Problems and tasks:
A. Name every module mentioned in the passage on social data extrapolation.
B. Recast the listing lines as a numbered list, starting at the line that contains "The locator SHOULD return, for each instance of the ceiling air" and ending at the line that contains "x=571 y=266", and leave out any blank lines.

━━ Selected text ━━

Finally, a recent study used data from people from social networks to find Multi-SIM subscribers within the same operator or between operators for improving campaigns and churn prediction models of Telecom customers .
In this section, we describe our methodology by summarising it in two meaningful steps: the single- and the cross-social data extrapolation steps.
In the single social data extrapolation step (Fig. 1), the picture and the name of the user are exploited as the input of the Social Module. The latter performs specific operations only over a single social network, beginning with a search of the user target by exploiting the photos and the name associated with his/her profile. The face recognition module tries to find a match between the discovered photos and the initial user’s picture. If a match is found, the social network module yields all the user profile data available on his/her specific social network. The idea of exploiting a face recognition module is justified from the fact that it is used to avoid the homonymy of user’s names. In Fig. 1, it is possible to see the general process of the single social data extrapolation step.
In the cross-social data extrapolation step (Fig. 2), the way in which the inputs are exploited, and the interaction procedure of the face recognition module are the same as in the single social data extrapolation step. The main difference is the exploitation of multiple social network modules for extrapolating several user profile data. In particular, each module can extract user profile data from a specific social network. In this way, it possible to collect several user profile data from different social networks. Obviously, the only limitation is that the target user needs to own a registered profile on each social network. Finally, all the user profile data associated with each social network feed the integration module for aggregating all collected user profile data. In Fig. 2, it is possible to see the general process of the cross social data extrapolation step.
In our methodology, we differentiate a single analysis over a specific social network from a cross-analysis over multiple social networks. In this way, we can estimate the minimum amount of user data that is possible to extrapolate from a single social network, and evaluate the maximum number of users data that can be aggregated from different social networks.
In the following section, we describe in-depth all sub-modules included in our user data extrapolation tool, by explaining how they interact with each other.

━━━
━━ Material for the task ━━

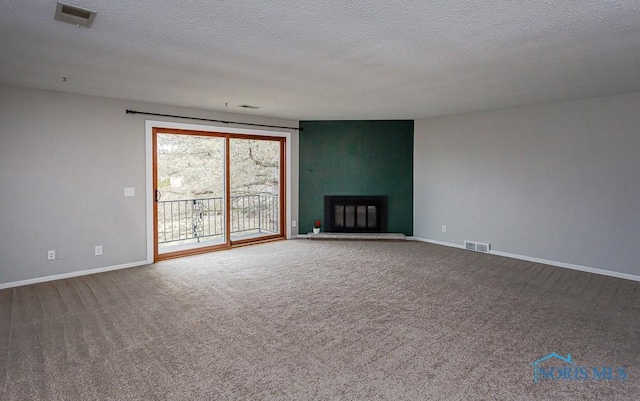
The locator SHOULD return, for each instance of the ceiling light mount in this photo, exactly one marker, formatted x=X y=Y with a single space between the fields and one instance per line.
x=75 y=15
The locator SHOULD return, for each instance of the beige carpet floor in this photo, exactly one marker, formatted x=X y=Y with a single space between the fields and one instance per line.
x=320 y=320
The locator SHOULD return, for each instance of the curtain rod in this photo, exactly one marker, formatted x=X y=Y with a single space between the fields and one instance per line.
x=208 y=119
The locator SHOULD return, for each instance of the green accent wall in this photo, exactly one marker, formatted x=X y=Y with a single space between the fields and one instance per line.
x=357 y=158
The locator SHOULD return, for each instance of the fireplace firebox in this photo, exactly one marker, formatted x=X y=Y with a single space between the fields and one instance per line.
x=355 y=214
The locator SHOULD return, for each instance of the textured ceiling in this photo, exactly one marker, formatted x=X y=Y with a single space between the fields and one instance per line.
x=325 y=59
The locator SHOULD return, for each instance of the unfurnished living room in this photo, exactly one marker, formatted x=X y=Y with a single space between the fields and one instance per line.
x=319 y=200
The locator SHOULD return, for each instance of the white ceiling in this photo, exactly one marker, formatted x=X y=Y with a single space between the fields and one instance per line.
x=326 y=59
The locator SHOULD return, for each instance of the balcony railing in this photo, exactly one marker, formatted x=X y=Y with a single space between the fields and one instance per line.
x=203 y=218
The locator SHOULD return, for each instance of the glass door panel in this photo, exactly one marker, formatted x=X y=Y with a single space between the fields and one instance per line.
x=190 y=191
x=255 y=188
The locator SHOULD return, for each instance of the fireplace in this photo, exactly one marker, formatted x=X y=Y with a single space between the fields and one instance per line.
x=355 y=214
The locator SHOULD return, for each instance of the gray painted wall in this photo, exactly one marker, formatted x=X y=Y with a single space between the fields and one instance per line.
x=555 y=181
x=64 y=162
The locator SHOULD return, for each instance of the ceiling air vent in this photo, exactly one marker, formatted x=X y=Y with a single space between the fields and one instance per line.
x=74 y=15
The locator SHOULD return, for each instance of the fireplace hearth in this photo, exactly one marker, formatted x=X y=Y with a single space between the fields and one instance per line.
x=355 y=214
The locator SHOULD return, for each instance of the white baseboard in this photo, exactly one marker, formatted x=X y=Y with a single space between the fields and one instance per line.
x=71 y=274
x=571 y=266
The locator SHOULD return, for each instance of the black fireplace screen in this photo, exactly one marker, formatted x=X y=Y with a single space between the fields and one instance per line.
x=355 y=214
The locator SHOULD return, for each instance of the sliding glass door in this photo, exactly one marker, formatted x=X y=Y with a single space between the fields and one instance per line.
x=255 y=176
x=215 y=190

━━━

Task results:
A.
Social Module
face recognition module
social network module
integration module

B.
1. The locator SHOULD return, for each instance of the ceiling air vent in this photo, exactly one marker, formatted x=X y=Y with a single space between the fields and one instance per line.
2. x=74 y=15
3. The locator SHOULD return, for each instance of the fireplace hearth in this photo, exactly one marker, formatted x=X y=Y with a single space between the fields and one instance per line.
4. x=355 y=214
5. The locator SHOULD return, for each instance of the white baseboard in this photo, exactly one marker, formatted x=X y=Y with a single space between the fields and one instance per line.
6. x=71 y=274
7. x=571 y=266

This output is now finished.